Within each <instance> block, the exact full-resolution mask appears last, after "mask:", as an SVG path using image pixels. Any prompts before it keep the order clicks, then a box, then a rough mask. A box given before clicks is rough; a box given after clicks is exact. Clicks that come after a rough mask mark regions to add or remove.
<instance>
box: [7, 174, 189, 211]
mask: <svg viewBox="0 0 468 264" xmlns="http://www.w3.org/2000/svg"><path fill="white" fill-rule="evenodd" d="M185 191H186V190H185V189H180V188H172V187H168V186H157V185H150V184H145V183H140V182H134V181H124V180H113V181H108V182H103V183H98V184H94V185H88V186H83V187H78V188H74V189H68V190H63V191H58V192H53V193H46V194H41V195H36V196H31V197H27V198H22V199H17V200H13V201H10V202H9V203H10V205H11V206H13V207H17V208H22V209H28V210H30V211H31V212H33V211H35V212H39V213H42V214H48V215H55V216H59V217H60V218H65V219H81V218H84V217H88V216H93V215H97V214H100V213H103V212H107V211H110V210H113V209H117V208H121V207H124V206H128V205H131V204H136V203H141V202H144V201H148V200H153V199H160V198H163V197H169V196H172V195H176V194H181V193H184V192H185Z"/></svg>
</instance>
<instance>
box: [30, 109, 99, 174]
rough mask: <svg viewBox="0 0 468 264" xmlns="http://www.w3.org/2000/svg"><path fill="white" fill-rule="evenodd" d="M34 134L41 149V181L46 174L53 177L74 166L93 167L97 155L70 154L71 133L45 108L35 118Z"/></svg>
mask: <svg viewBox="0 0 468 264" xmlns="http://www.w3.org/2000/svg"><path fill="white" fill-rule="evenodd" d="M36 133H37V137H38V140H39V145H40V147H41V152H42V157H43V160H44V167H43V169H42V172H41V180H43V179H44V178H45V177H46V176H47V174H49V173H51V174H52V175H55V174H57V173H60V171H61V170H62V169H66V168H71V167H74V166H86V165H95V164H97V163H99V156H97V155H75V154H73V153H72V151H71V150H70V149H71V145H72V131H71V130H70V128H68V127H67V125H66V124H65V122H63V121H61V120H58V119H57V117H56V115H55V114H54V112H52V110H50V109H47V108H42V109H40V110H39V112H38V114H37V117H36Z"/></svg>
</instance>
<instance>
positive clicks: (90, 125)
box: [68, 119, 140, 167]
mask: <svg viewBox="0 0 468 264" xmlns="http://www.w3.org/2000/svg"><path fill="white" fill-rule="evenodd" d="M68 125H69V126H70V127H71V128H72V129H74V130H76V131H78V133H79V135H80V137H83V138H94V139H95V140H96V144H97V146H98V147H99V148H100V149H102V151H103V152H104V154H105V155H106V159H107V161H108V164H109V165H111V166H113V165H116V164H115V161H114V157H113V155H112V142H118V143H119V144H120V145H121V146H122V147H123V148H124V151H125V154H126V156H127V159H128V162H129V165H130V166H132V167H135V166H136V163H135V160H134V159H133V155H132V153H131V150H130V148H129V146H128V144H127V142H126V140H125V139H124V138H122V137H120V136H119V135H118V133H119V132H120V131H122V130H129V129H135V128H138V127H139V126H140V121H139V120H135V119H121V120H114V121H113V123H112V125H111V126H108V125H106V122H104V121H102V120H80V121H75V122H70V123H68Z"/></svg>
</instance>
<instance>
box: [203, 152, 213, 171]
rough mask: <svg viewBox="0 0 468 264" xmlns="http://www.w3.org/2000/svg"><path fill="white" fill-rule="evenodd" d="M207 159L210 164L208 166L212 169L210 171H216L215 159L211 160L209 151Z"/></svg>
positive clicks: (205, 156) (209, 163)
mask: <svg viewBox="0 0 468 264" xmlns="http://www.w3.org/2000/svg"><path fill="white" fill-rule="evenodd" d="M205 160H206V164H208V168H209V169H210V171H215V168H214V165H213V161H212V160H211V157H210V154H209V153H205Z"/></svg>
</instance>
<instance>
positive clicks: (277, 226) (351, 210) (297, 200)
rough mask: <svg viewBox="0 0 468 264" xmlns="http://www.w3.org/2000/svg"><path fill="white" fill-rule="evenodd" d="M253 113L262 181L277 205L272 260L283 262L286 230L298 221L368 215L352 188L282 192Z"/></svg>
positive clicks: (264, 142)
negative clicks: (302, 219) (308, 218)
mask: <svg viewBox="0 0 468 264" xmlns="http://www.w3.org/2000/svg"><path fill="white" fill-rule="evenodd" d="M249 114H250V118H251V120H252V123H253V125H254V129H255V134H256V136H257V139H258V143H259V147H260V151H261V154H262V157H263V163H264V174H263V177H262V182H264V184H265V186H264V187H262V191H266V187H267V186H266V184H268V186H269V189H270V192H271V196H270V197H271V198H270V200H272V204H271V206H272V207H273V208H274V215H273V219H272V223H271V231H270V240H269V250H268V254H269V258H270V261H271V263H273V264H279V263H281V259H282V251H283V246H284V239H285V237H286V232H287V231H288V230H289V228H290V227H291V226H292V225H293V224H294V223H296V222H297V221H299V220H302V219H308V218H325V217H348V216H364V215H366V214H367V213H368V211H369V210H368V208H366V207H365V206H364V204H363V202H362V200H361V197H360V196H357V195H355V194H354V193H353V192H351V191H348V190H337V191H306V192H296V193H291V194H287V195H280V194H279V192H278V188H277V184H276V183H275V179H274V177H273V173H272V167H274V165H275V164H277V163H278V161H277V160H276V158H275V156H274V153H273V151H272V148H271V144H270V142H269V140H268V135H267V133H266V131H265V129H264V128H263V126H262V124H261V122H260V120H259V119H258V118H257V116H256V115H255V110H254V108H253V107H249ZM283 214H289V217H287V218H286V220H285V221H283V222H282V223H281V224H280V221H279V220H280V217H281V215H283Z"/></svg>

++++++++

• [Exercise]: Give back all of the entries above, unchanged in every word.

• [Exercise answer]:
Within each <instance> block, the exact full-resolution mask appears last, after "mask:", as an SVG path using image pixels. Any prompts before it keep the order clicks, then a box, then a rough mask. A box given before clicks is rough; a box given after clicks is exact. Clicks that come after a rough mask mark regions to add or remove.
<instance>
box: [7, 174, 189, 211]
mask: <svg viewBox="0 0 468 264" xmlns="http://www.w3.org/2000/svg"><path fill="white" fill-rule="evenodd" d="M185 191H186V190H185V189H180V188H172V187H168V186H157V185H150V184H145V183H140V182H134V181H124V180H113V181H108V182H103V183H98V184H94V185H88V186H83V187H78V188H74V189H68V190H63V191H58V192H53V193H46V194H41V195H36V196H31V197H27V198H22V199H17V200H13V201H10V202H9V203H10V205H11V206H13V207H17V208H22V209H28V210H30V211H31V212H33V211H35V212H39V213H42V214H48V215H55V216H59V217H60V218H65V219H81V218H84V217H88V216H93V215H97V214H100V213H103V212H107V211H110V210H113V209H117V208H121V207H124V206H128V205H131V204H136V203H141V202H144V201H148V200H153V199H160V198H163V197H169V196H172V195H176V194H181V193H184V192H185Z"/></svg>
</instance>
<instance>
box: [30, 109, 99, 174]
rough mask: <svg viewBox="0 0 468 264" xmlns="http://www.w3.org/2000/svg"><path fill="white" fill-rule="evenodd" d="M34 134L41 149V181L46 174L53 177L74 166L93 167L97 155L70 154L71 133L45 108L35 118Z"/></svg>
mask: <svg viewBox="0 0 468 264" xmlns="http://www.w3.org/2000/svg"><path fill="white" fill-rule="evenodd" d="M36 133H37V137H38V140H39V145H40V147H41V152H42V157H43V160H44V167H43V169H42V172H41V180H43V179H44V178H45V177H46V176H47V174H49V173H51V174H52V175H55V174H57V173H60V171H61V170H62V169H66V168H71V167H74V166H86V165H95V164H97V163H99V156H97V155H75V154H73V153H72V151H71V150H70V149H71V145H72V131H71V130H70V128H68V127H67V125H66V124H65V122H63V121H61V120H58V119H57V117H56V115H55V114H54V112H52V110H50V109H47V108H42V109H40V110H39V112H38V114H37V117H36Z"/></svg>
</instance>
<instance>
positive clicks: (90, 125)
box: [68, 119, 140, 167]
mask: <svg viewBox="0 0 468 264" xmlns="http://www.w3.org/2000/svg"><path fill="white" fill-rule="evenodd" d="M68 125H69V126H70V127H71V128H72V129H74V130H76V131H78V133H79V135H80V137H83V138H94V139H95V140H96V144H97V146H98V147H99V148H100V149H102V151H103V152H104V154H105V155H106V159H107V161H108V164H109V165H111V166H113V165H116V164H115V161H114V157H113V155H112V142H118V143H119V144H120V145H121V146H122V147H123V148H124V151H125V154H126V156H127V159H128V162H129V165H130V166H132V167H135V166H136V163H135V160H134V159H133V155H132V153H131V150H130V148H129V146H128V144H127V142H126V140H125V139H124V138H122V137H120V136H119V135H118V133H119V132H120V131H122V130H129V129H135V128H138V127H139V126H140V121H139V120H135V119H121V120H114V121H113V123H112V125H111V126H108V125H106V122H104V121H102V120H80V121H75V122H70V123H68Z"/></svg>
</instance>
<instance>
box: [203, 152, 213, 171]
rough mask: <svg viewBox="0 0 468 264" xmlns="http://www.w3.org/2000/svg"><path fill="white" fill-rule="evenodd" d="M207 159L210 164L208 166L212 169L210 171H216L215 159L211 160L209 151Z"/></svg>
positive clicks: (205, 156) (209, 163)
mask: <svg viewBox="0 0 468 264" xmlns="http://www.w3.org/2000/svg"><path fill="white" fill-rule="evenodd" d="M205 160H206V164H208V168H209V169H210V171H215V168H214V165H213V161H212V160H211V157H210V154H209V153H205Z"/></svg>
</instance>
<instance>
positive clicks: (277, 226) (351, 210) (297, 200)
rough mask: <svg viewBox="0 0 468 264" xmlns="http://www.w3.org/2000/svg"><path fill="white" fill-rule="evenodd" d="M253 113L262 181L277 205L272 260L283 262L286 230L298 221L368 215L352 188L282 192Z"/></svg>
positive clicks: (264, 142)
negative clicks: (302, 219) (308, 218)
mask: <svg viewBox="0 0 468 264" xmlns="http://www.w3.org/2000/svg"><path fill="white" fill-rule="evenodd" d="M249 114H250V118H251V120H252V123H253V125H254V129H255V134H256V136H257V139H258V143H259V147H260V151H261V154H262V157H263V163H264V174H263V177H262V182H264V184H265V186H264V187H262V191H266V187H267V186H266V184H268V186H269V189H270V192H271V196H270V197H271V198H270V200H272V204H271V206H272V207H273V208H274V215H273V219H272V223H271V231H270V240H269V250H268V254H269V258H270V261H271V263H273V264H279V263H281V259H282V251H283V246H284V239H285V237H286V232H287V231H288V230H289V228H290V227H291V226H292V225H293V224H294V223H296V222H297V221H299V220H302V219H308V218H325V217H348V216H364V215H366V214H367V213H368V211H369V210H368V208H366V207H365V206H364V204H363V202H362V200H361V197H360V196H357V195H355V194H354V193H353V192H351V191H348V190H337V191H306V192H296V193H291V194H287V195H280V194H279V192H278V188H277V184H276V183H275V179H274V177H273V173H272V167H274V165H275V164H277V163H278V161H277V160H276V158H275V156H274V153H273V151H272V148H271V144H270V142H269V140H268V135H267V133H266V131H265V129H264V128H263V126H262V124H261V122H260V120H259V119H258V118H257V116H256V115H255V110H254V108H253V107H249ZM283 214H289V217H287V218H286V220H285V221H283V222H282V223H281V224H280V221H279V220H280V217H281V215H283Z"/></svg>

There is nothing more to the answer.